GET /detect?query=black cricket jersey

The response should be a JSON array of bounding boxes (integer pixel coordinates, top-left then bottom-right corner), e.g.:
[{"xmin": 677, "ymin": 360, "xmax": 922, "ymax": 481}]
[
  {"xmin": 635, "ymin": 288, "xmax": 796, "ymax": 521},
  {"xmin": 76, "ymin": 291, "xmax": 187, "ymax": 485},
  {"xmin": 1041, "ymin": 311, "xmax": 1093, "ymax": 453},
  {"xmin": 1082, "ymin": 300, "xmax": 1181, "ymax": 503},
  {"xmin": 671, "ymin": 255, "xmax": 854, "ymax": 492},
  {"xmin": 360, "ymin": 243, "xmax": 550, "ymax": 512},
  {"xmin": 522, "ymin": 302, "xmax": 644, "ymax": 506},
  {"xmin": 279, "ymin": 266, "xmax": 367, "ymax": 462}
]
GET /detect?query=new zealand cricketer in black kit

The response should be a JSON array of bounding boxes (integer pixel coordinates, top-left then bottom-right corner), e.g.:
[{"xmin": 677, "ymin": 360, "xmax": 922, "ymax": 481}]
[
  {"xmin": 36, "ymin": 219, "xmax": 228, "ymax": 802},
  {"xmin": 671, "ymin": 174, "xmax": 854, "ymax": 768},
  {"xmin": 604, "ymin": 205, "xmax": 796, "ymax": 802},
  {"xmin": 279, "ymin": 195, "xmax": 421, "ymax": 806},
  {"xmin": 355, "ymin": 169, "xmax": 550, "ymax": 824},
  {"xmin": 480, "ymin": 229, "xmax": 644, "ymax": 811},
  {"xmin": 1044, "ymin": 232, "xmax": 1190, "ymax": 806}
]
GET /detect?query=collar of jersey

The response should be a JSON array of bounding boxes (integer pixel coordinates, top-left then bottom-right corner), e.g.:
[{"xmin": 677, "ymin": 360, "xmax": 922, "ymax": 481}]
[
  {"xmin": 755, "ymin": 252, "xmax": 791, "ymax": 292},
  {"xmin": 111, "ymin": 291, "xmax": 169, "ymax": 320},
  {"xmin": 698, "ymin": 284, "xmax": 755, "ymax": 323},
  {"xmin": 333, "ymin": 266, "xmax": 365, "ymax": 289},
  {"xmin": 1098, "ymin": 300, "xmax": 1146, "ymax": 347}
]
◇ ◇ ◇
WORK TO DO: Copy out the whole listing above, requests included, and offset every bounding-box coordinate in the answers by -74.

ANSWER FOR THE TASK:
GET /detect?query=black cricket jersey

The response should be a JSON array of bounding boxes (integer pixel coordinates, top-left then bottom-right corner), e.g.:
[{"xmin": 677, "ymin": 360, "xmax": 922, "ymax": 481}]
[
  {"xmin": 561, "ymin": 214, "xmax": 722, "ymax": 447},
  {"xmin": 2, "ymin": 217, "xmax": 113, "ymax": 411},
  {"xmin": 967, "ymin": 237, "xmax": 1019, "ymax": 379},
  {"xmin": 1008, "ymin": 226, "xmax": 1107, "ymax": 429},
  {"xmin": 597, "ymin": 181, "xmax": 780, "ymax": 418},
  {"xmin": 286, "ymin": 169, "xmax": 476, "ymax": 438},
  {"xmin": 448, "ymin": 228, "xmax": 570, "ymax": 432},
  {"xmin": 205, "ymin": 192, "xmax": 293, "ymax": 388}
]
GET /detect?query=new zealand cricketer in black kit

The response should be a JSON array of bounding boxes (integer pixel coordinates, top-left then bottom-right corner), e.g.:
[{"xmin": 677, "ymin": 360, "xmax": 922, "ymax": 481}]
[
  {"xmin": -38, "ymin": 145, "xmax": 154, "ymax": 728},
  {"xmin": 597, "ymin": 100, "xmax": 780, "ymax": 694},
  {"xmin": 530, "ymin": 131, "xmax": 722, "ymax": 728},
  {"xmin": 205, "ymin": 121, "xmax": 347, "ymax": 732},
  {"xmin": 281, "ymin": 95, "xmax": 476, "ymax": 750},
  {"xmin": 406, "ymin": 155, "xmax": 570, "ymax": 737},
  {"xmin": 970, "ymin": 158, "xmax": 1116, "ymax": 732}
]
GET /detect?query=collar of jersey

The response should be a JSON array of bounding boxes (integer pixel coordinates, top-left then bottom-right corner), e.g.:
[{"xmin": 677, "ymin": 360, "xmax": 922, "ymax": 481}]
[
  {"xmin": 681, "ymin": 178, "xmax": 717, "ymax": 218},
  {"xmin": 37, "ymin": 217, "xmax": 95, "ymax": 246},
  {"xmin": 624, "ymin": 210, "xmax": 681, "ymax": 249},
  {"xmin": 259, "ymin": 192, "xmax": 291, "ymax": 215},
  {"xmin": 1024, "ymin": 226, "xmax": 1072, "ymax": 273}
]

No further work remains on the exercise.